◆ Written problem:
Pick out each line of the records below that contains the string "ridged" and copy it. Case counts.

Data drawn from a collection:

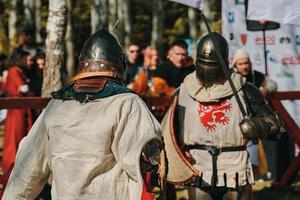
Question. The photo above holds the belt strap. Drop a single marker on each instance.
(214, 152)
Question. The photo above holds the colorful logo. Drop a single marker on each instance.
(290, 60)
(212, 114)
(297, 40)
(239, 2)
(231, 17)
(243, 38)
(273, 59)
(285, 40)
(270, 40)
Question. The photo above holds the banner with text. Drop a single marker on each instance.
(283, 47)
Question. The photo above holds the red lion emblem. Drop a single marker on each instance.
(213, 113)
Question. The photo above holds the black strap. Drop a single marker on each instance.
(214, 152)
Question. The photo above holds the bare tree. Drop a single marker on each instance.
(207, 13)
(37, 4)
(12, 24)
(29, 11)
(99, 14)
(157, 24)
(127, 22)
(113, 16)
(193, 29)
(69, 41)
(119, 29)
(56, 27)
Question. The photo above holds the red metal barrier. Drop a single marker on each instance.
(159, 105)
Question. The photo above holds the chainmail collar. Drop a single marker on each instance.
(213, 93)
(68, 93)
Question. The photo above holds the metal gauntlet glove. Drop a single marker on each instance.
(260, 127)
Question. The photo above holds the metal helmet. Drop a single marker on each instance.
(101, 55)
(208, 68)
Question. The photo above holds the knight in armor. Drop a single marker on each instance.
(95, 138)
(205, 132)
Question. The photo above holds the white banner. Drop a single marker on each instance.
(283, 46)
(192, 3)
(282, 11)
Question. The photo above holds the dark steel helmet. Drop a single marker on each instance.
(101, 55)
(208, 69)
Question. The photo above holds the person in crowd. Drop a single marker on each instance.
(210, 129)
(36, 74)
(18, 121)
(95, 138)
(170, 74)
(142, 83)
(134, 62)
(28, 43)
(42, 45)
(242, 64)
(3, 72)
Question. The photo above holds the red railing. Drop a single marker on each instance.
(291, 128)
(158, 106)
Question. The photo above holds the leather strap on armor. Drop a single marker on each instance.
(214, 152)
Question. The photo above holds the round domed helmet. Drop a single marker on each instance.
(101, 55)
(208, 67)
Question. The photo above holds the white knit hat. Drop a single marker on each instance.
(240, 53)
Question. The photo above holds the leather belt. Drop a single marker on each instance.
(214, 152)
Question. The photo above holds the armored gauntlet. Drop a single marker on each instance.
(263, 122)
(260, 127)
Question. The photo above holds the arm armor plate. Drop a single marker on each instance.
(263, 122)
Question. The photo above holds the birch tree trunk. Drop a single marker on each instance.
(12, 24)
(127, 23)
(29, 12)
(56, 26)
(112, 10)
(69, 41)
(119, 29)
(99, 14)
(207, 13)
(193, 30)
(157, 25)
(37, 20)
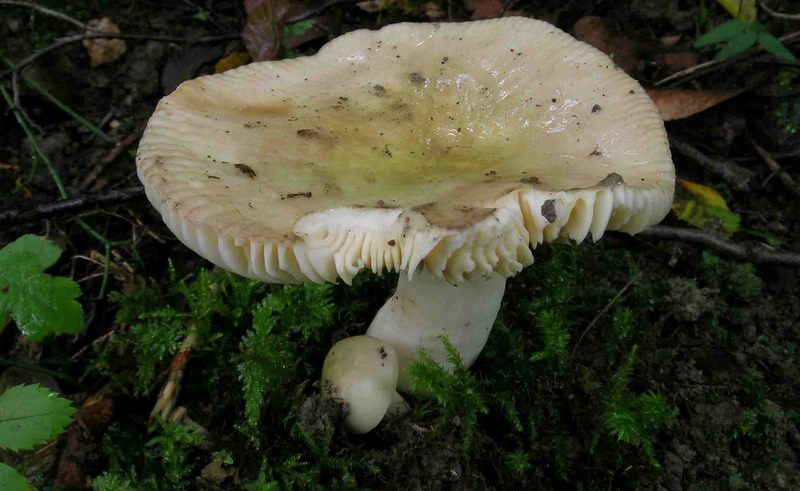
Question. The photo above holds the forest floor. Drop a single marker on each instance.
(630, 363)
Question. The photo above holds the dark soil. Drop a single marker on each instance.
(717, 338)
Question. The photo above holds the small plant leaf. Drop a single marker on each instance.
(702, 206)
(773, 45)
(40, 304)
(741, 9)
(11, 480)
(233, 60)
(723, 32)
(737, 45)
(30, 415)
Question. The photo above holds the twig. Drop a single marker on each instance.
(604, 310)
(67, 206)
(755, 253)
(701, 68)
(779, 15)
(315, 11)
(775, 167)
(734, 174)
(61, 42)
(172, 387)
(46, 11)
(98, 169)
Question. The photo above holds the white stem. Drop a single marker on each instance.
(427, 307)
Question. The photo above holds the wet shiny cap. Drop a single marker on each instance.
(453, 147)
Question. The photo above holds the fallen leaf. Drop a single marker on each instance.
(682, 103)
(485, 9)
(262, 33)
(104, 51)
(82, 438)
(605, 36)
(233, 60)
(184, 64)
(747, 12)
(703, 207)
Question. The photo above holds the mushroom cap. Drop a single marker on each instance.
(453, 147)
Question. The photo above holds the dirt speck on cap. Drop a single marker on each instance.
(549, 210)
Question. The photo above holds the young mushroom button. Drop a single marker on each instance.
(444, 152)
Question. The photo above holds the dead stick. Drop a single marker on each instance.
(70, 205)
(112, 155)
(172, 387)
(604, 310)
(61, 42)
(734, 174)
(693, 71)
(775, 167)
(755, 253)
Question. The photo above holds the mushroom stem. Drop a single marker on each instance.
(426, 307)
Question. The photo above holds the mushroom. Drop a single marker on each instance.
(362, 372)
(445, 152)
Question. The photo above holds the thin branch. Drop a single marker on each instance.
(61, 42)
(775, 167)
(734, 174)
(314, 11)
(604, 310)
(708, 66)
(755, 253)
(69, 206)
(46, 11)
(778, 15)
(120, 147)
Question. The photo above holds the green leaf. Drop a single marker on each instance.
(743, 9)
(737, 45)
(757, 27)
(723, 32)
(38, 251)
(11, 480)
(298, 28)
(773, 45)
(40, 304)
(31, 415)
(702, 206)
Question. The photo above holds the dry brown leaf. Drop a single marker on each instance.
(233, 60)
(262, 33)
(104, 51)
(605, 36)
(82, 438)
(682, 103)
(484, 9)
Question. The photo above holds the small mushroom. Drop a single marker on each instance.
(362, 372)
(449, 173)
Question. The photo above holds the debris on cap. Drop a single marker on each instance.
(452, 147)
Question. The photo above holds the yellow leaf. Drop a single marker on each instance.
(702, 206)
(233, 60)
(748, 9)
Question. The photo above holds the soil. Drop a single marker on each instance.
(726, 356)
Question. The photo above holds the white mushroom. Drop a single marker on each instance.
(444, 152)
(362, 371)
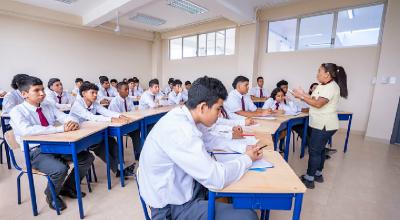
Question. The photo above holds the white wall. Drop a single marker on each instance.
(47, 50)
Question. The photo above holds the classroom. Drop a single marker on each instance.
(200, 109)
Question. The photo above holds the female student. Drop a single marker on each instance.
(324, 121)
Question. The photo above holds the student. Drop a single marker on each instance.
(78, 83)
(35, 117)
(87, 109)
(324, 120)
(175, 172)
(151, 97)
(14, 97)
(56, 95)
(175, 97)
(106, 94)
(124, 103)
(168, 88)
(259, 91)
(239, 103)
(277, 103)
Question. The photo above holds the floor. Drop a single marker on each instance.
(362, 184)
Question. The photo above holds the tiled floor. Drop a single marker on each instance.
(362, 184)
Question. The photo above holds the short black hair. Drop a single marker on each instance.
(52, 81)
(78, 80)
(239, 79)
(103, 79)
(282, 83)
(120, 84)
(17, 79)
(206, 89)
(177, 82)
(27, 82)
(86, 86)
(153, 82)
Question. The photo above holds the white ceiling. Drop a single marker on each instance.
(97, 12)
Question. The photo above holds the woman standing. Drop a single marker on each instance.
(324, 120)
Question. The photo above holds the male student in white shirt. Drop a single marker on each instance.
(124, 103)
(239, 103)
(175, 167)
(35, 117)
(57, 96)
(176, 97)
(87, 109)
(259, 91)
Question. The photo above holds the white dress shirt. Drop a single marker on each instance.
(118, 104)
(175, 154)
(83, 112)
(10, 100)
(255, 91)
(25, 121)
(234, 103)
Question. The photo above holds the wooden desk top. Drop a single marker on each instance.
(86, 129)
(280, 179)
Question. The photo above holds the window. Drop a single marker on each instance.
(340, 28)
(175, 49)
(282, 35)
(220, 42)
(190, 46)
(355, 26)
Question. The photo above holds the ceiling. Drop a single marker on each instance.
(98, 12)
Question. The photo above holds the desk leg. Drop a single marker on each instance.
(30, 178)
(304, 138)
(297, 205)
(77, 181)
(211, 205)
(107, 159)
(347, 134)
(120, 158)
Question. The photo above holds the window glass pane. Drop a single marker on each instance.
(282, 35)
(175, 49)
(220, 42)
(359, 26)
(230, 41)
(211, 43)
(189, 46)
(316, 32)
(202, 44)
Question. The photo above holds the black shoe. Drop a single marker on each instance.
(60, 203)
(319, 179)
(309, 184)
(71, 193)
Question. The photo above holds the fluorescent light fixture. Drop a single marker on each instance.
(350, 13)
(187, 6)
(147, 19)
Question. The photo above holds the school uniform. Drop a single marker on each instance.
(238, 102)
(60, 101)
(175, 167)
(27, 119)
(83, 113)
(259, 92)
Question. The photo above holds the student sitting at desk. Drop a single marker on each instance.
(176, 97)
(34, 117)
(86, 109)
(174, 173)
(124, 103)
(239, 103)
(259, 91)
(56, 95)
(14, 97)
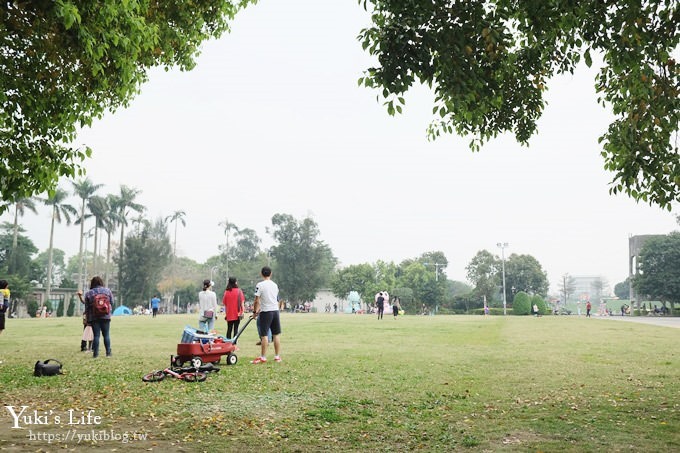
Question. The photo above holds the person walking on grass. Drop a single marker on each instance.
(233, 301)
(4, 302)
(207, 306)
(380, 303)
(266, 310)
(98, 302)
(155, 302)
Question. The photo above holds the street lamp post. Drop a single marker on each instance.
(502, 245)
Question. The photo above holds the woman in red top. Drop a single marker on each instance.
(233, 302)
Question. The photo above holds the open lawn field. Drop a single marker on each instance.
(352, 383)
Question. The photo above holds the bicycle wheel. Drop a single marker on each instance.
(154, 376)
(195, 376)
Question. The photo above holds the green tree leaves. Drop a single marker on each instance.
(488, 62)
(65, 63)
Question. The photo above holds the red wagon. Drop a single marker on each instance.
(200, 349)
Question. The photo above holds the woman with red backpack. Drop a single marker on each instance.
(233, 302)
(98, 307)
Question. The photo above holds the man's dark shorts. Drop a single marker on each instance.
(269, 320)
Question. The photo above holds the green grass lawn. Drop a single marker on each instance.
(350, 383)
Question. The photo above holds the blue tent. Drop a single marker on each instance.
(122, 311)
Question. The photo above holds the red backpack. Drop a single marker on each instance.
(101, 306)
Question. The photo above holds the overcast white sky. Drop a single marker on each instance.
(272, 121)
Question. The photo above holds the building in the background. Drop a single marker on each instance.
(635, 244)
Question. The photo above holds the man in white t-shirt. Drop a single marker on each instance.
(266, 308)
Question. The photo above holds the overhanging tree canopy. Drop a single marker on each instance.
(488, 62)
(65, 62)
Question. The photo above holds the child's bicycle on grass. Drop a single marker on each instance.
(185, 374)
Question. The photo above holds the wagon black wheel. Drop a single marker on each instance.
(154, 376)
(196, 376)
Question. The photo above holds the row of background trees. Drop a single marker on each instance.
(147, 263)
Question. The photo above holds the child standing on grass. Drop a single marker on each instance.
(4, 302)
(88, 335)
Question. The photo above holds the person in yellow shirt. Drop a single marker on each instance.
(4, 303)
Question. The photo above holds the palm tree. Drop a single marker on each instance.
(59, 209)
(175, 217)
(121, 206)
(20, 207)
(227, 227)
(84, 190)
(99, 208)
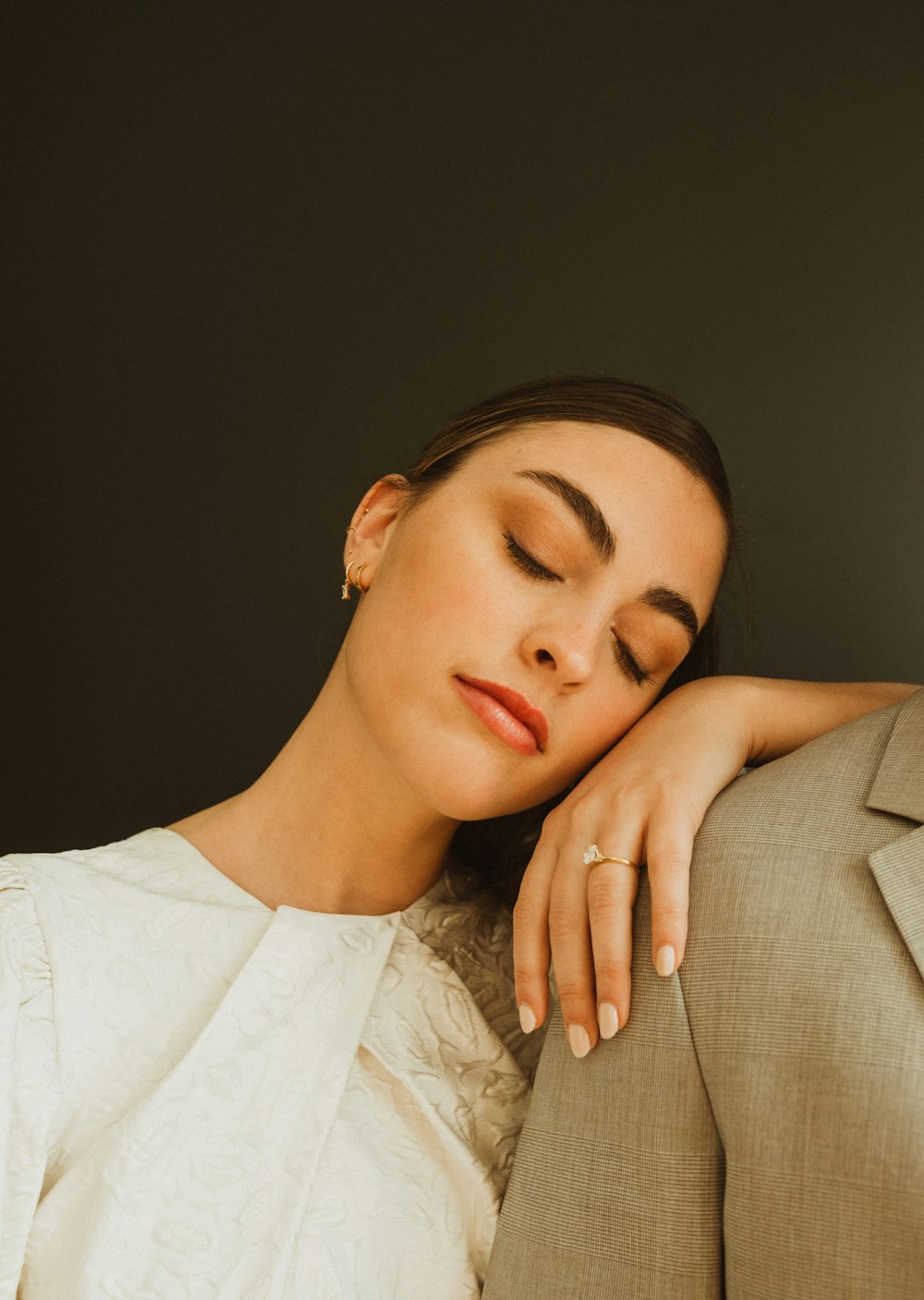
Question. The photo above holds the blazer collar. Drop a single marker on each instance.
(898, 788)
(899, 782)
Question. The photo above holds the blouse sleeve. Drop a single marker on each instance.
(29, 1076)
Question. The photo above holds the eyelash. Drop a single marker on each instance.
(531, 568)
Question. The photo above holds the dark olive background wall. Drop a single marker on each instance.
(256, 254)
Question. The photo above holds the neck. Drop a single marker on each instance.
(329, 826)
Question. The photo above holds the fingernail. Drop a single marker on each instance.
(578, 1039)
(607, 1018)
(665, 960)
(527, 1018)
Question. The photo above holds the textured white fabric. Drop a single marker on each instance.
(203, 1098)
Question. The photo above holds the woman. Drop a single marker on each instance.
(271, 1050)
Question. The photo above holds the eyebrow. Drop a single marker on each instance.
(676, 606)
(584, 507)
(590, 517)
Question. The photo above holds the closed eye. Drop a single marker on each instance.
(528, 563)
(629, 664)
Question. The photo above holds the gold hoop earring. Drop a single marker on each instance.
(347, 581)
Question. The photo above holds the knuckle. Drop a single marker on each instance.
(671, 916)
(610, 896)
(573, 995)
(528, 912)
(563, 922)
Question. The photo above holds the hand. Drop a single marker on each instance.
(645, 801)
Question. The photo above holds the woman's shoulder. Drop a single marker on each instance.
(151, 868)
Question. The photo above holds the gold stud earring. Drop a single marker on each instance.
(347, 581)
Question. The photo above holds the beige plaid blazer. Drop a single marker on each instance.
(757, 1130)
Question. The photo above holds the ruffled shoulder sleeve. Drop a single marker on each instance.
(29, 1074)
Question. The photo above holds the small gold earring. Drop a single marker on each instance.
(347, 581)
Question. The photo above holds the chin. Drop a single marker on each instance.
(469, 797)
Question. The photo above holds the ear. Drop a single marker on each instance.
(373, 520)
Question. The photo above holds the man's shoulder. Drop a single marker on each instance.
(816, 792)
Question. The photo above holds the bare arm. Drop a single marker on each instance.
(645, 800)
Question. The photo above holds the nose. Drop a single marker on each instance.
(571, 651)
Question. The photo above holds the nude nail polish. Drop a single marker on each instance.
(578, 1040)
(665, 960)
(527, 1018)
(607, 1018)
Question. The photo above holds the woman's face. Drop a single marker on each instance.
(527, 613)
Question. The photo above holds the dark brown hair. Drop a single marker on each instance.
(492, 855)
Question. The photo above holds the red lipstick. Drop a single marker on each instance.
(508, 714)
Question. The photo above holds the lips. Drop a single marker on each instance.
(508, 714)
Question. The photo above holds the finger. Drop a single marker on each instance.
(531, 948)
(572, 954)
(670, 849)
(611, 894)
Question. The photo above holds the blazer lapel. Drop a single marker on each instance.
(898, 788)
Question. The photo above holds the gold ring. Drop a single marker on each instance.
(593, 856)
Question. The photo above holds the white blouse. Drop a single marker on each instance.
(203, 1098)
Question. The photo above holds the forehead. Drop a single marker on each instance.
(607, 457)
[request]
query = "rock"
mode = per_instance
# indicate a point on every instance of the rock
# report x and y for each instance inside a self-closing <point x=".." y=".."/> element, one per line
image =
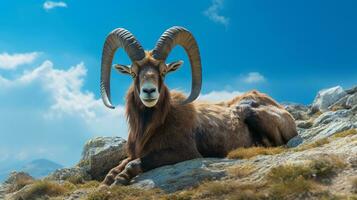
<point x="351" y="100"/>
<point x="327" y="97"/>
<point x="341" y="103"/>
<point x="184" y="174"/>
<point x="295" y="141"/>
<point x="298" y="111"/>
<point x="303" y="124"/>
<point x="352" y="90"/>
<point x="3" y="191"/>
<point x="78" y="194"/>
<point x="328" y="124"/>
<point x="78" y="173"/>
<point x="101" y="154"/>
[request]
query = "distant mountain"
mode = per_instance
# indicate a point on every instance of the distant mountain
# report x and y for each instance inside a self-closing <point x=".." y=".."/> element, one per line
<point x="37" y="168"/>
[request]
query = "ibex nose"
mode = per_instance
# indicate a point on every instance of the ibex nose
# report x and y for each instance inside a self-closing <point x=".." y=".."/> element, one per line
<point x="149" y="90"/>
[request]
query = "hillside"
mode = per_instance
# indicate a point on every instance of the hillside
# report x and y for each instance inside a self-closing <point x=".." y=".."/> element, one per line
<point x="319" y="163"/>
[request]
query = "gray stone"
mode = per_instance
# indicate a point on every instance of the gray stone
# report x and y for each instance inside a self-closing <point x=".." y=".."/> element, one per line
<point x="351" y="100"/>
<point x="329" y="123"/>
<point x="295" y="141"/>
<point x="341" y="103"/>
<point x="352" y="90"/>
<point x="327" y="97"/>
<point x="303" y="124"/>
<point x="183" y="175"/>
<point x="298" y="111"/>
<point x="15" y="176"/>
<point x="102" y="154"/>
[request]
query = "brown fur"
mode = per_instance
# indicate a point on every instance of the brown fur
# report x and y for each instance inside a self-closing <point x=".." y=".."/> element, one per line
<point x="170" y="132"/>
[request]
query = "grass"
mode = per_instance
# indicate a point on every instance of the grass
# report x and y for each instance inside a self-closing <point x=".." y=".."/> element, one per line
<point x="322" y="167"/>
<point x="76" y="179"/>
<point x="345" y="133"/>
<point x="246" y="153"/>
<point x="222" y="190"/>
<point x="354" y="184"/>
<point x="126" y="193"/>
<point x="301" y="181"/>
<point x="291" y="181"/>
<point x="42" y="188"/>
<point x="19" y="183"/>
<point x="317" y="143"/>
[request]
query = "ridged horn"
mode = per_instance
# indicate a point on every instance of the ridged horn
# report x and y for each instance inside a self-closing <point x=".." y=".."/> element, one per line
<point x="118" y="38"/>
<point x="180" y="36"/>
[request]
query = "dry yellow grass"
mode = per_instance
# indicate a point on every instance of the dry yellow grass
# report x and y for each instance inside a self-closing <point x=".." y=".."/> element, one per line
<point x="354" y="184"/>
<point x="282" y="182"/>
<point x="245" y="153"/>
<point x="126" y="193"/>
<point x="222" y="190"/>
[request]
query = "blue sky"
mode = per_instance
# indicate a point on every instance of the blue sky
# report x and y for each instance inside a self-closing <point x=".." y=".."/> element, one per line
<point x="50" y="60"/>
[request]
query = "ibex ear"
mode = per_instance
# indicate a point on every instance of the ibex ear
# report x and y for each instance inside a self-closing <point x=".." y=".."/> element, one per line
<point x="123" y="69"/>
<point x="173" y="66"/>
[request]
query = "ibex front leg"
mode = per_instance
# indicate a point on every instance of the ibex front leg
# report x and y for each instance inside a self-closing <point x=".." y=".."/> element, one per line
<point x="153" y="160"/>
<point x="110" y="177"/>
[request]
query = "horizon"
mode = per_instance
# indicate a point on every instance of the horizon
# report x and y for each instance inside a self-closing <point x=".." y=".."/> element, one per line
<point x="50" y="54"/>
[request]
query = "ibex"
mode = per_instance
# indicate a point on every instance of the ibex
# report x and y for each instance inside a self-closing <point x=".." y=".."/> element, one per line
<point x="165" y="127"/>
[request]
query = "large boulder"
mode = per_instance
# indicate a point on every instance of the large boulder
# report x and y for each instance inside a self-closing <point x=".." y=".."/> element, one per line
<point x="327" y="97"/>
<point x="298" y="111"/>
<point x="102" y="154"/>
<point x="184" y="174"/>
<point x="329" y="123"/>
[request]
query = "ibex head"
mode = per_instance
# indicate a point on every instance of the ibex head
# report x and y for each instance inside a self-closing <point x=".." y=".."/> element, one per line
<point x="148" y="68"/>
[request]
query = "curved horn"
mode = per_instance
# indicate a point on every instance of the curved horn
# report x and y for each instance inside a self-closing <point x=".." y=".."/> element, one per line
<point x="118" y="38"/>
<point x="180" y="36"/>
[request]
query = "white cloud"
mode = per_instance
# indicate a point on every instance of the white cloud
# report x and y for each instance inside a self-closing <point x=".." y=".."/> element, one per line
<point x="48" y="5"/>
<point x="212" y="13"/>
<point x="12" y="61"/>
<point x="56" y="114"/>
<point x="217" y="96"/>
<point x="253" y="77"/>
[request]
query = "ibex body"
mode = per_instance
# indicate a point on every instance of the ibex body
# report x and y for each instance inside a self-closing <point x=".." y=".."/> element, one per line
<point x="165" y="127"/>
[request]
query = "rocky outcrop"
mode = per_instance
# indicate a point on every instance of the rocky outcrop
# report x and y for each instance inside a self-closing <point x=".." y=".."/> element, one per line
<point x="184" y="174"/>
<point x="102" y="154"/>
<point x="331" y="132"/>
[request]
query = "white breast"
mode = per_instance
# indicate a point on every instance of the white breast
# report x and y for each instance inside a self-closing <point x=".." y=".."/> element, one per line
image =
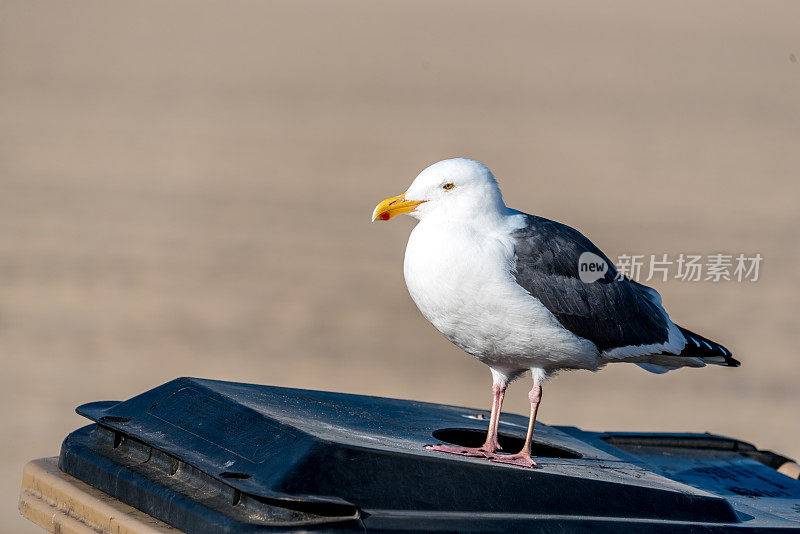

◆ Reply:
query = "ridged horn"
# indicate a point on every instance of the ridged horn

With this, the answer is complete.